OGB, God love him (and He does), believes that to be so much fairy dust. Well, maybe it is. We'll all find out sooner than we want to rather than later, given the world we live in. But the fact of the matter is that I DO believe it. It is a part of who I am, and to quote another flawed Christian, Martin Luther, "Hier stehe ich, ich kann nicht anders, Gott helfe mir, Amen." ("Here I stand. I can do no other. God help me.")
The thing is, I believe I wouldn't be here without the prayerful support of my readers. This is spiritual warfare we are engaged in people, with the best evidence of that being the absolute, blood-thirsty evil of our collectivist enemies and their appetites for our liberty, our property and our lives. How can you look at Waco and not see the evil hand behind it? How can you consider the vicious, sustained campaign by the federal "law enforcement" bureaucracy to victimize the Reese family without hearing the Devil himself laugh in the background? These people who seek to enslave us are evil. It may be a banal evil, to use Hannah Arendt's phrase, but IT IS EVIL bureaucratized and yet personified all at once and together. So, viewed through the lens of my own principles, I AM expendable. It is what God put me on this earth to do -- fight evil with all my heart and soul until He calls me home.
No one thought that the authorities of your state would pass laws making criminals out of the previously law-abiding -- but they did. If they catch you violating their unconstitutional laws, they will -- when they please -- send armed men to work their will upon you. And people -- innocent of any crime save the one these tyrants created -- will die resisting them. -- Mike Vanderboegh, Hartford CT, 20 April 2013.
Why Colorado? Because that is where the collectivist enemy is. That is one place where he has made gains that need to be confronted. It seems that we have turned back the federal grab that the citizen disarmament blood dancers began after Newtown, much to their frustration. But it is the states where they continue to gain ground. So, we must confront them as they confront us -- state by state, jurisdiction by jurisdiction, using all the tools at hand. As my good friend David Codrea says, "Any chair in a bar fight." Even those who urge me not to go concede the truth that the Colorado tyranny must be resisted. We must confront these collectivist bastards in Colorado and every other state where they've made gains. My friends and supporters, OGB included, just don't want it to be ME. But if not me, who? And if not now, when?
There is one way you might stop me from going. Just don't send me any more subscription donations. Without the money for car rental and gas, without the bail money, I'm dead in the water, so to speak. As generous as y'all have been, if the PO Box remains empty as it was this week, I'll be reduced to hitchhiking. So you can vote with your wallets. Should I stay or should I go? I'm tempted to say it's up to y'all, but that would be a lie. I'm going. Somehow, God will provide. But I'm going. I love OGB like a brother, but I'm going.

(Dataset excerpts)
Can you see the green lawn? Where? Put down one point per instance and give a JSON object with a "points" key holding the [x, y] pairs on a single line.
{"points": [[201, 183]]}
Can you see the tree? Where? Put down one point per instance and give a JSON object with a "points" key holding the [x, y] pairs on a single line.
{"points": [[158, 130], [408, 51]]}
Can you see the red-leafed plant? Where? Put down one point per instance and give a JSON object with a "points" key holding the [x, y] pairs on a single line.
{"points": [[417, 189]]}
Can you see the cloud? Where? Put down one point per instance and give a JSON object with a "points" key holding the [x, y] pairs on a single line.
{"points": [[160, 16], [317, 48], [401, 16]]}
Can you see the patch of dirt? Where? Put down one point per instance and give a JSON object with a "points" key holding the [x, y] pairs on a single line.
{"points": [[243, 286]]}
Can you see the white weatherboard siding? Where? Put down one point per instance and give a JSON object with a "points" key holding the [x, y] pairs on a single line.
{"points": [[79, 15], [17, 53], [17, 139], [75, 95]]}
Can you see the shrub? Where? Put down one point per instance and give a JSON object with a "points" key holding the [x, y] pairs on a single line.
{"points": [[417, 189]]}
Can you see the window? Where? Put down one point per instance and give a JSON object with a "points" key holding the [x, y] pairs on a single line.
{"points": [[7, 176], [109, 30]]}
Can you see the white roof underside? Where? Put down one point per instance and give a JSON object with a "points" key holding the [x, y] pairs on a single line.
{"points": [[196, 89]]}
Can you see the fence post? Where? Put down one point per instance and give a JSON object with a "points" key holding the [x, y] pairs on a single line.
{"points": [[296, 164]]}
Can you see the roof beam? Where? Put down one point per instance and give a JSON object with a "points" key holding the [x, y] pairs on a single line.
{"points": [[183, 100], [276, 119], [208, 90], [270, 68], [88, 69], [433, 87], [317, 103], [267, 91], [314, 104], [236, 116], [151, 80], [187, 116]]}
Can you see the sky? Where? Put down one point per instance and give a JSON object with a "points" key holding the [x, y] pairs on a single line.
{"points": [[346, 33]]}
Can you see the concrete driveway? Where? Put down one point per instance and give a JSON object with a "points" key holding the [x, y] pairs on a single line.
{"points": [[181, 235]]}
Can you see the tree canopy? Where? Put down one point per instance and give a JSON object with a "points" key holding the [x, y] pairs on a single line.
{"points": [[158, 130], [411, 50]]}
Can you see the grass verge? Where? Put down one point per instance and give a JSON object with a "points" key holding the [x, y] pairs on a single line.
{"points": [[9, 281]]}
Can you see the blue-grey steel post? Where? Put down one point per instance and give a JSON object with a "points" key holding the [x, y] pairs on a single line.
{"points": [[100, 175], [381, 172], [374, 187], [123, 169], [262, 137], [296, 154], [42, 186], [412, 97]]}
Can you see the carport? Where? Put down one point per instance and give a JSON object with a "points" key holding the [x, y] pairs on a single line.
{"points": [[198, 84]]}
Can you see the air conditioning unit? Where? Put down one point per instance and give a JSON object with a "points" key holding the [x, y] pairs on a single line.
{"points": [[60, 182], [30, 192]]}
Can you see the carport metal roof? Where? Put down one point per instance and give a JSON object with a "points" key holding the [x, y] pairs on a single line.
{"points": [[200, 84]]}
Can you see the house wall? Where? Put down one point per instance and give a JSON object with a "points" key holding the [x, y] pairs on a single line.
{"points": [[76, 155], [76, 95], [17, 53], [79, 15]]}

Your instructions: Copy the passage between "Why Colorado? Because" and "not now, when?", inclusive, and switch every "jurisdiction" to "county".

Solved exercise:
Why Colorado? Because that is where the collectivist enemy is. That is one place where he has made gains that need to be confronted. It seems that we have turned back the federal grab that the citizen disarmament blood dancers began after Newtown, much to their frustration. But it is the states where they continue to gain ground. So, we must confront them as they confront us -- state by state, county by county, using all the tools at hand. As my good friend David Codrea says, "Any chair in a bar fight." Even those who urge me not to go concede the truth that the Colorado tyranny must be resisted. We must confront these collectivist bastards in Colorado and every other state where they've made gains. My friends and supporters, OGB included, just don't want it to be ME. But if not me, who? And if not now, when?